Viktor Vitaliyovych Tsyhankov (; born 15 November 1997) is a professional footballer who plays as a midfielder for La Liga club Girona. Born in Israel, he represents the Ukraine national team.

Club career

Dynamo Kyiv
Born in Nahariya, Israel, where his father Vitaliy Tsyhankov played as a footballer, Tsyhankov moved to Ukraine when he was very young. Tsyhankov is a product of the Nyva Vinnytsia and Dynamo Kyiv academy systems. His first coach was Mykola Zahoruyko.

He made his debut in the Ukrainian Premier League for Dynamo on 14 August 2016 against FC Stal Kamianske. During the 2018–19 season Tsyhankov was recognized as a player of the month in the Ukrainian Premier League on three occasions—March 2018, December 2018, and April 2019.

» Your objective
Please answer from the passage on Viktor Tsyhankov: who was his first coach?

» Dataset excerpt
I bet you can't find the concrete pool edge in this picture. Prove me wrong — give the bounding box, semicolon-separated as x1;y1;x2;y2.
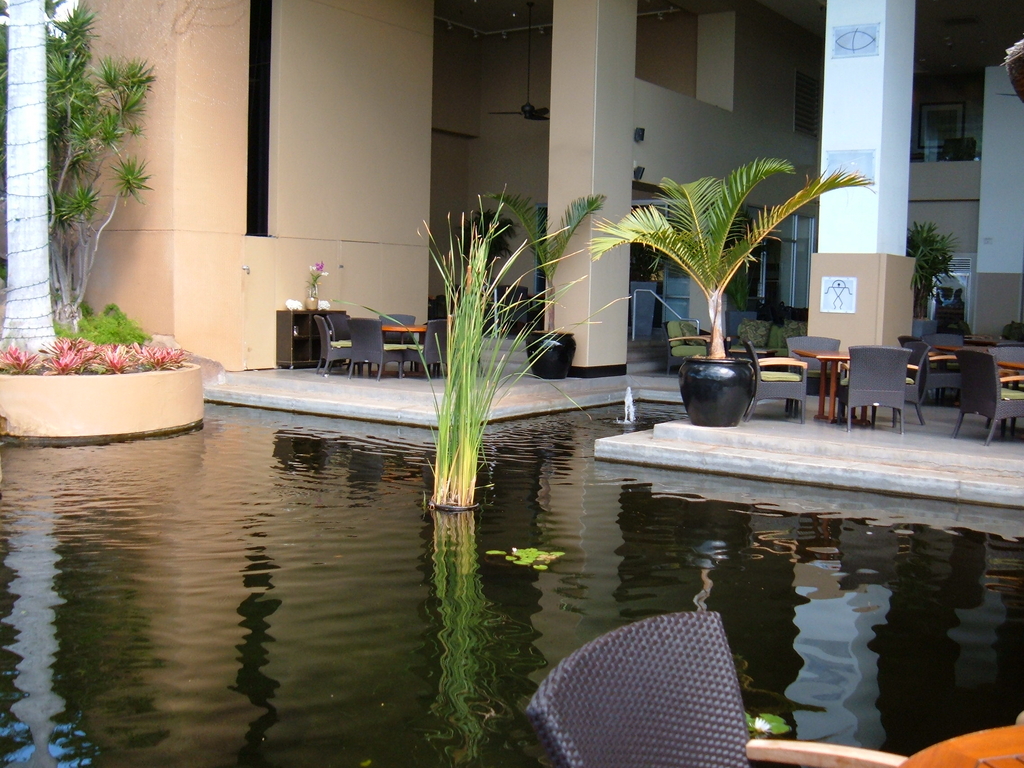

» Task result
Mykola Zahoruyko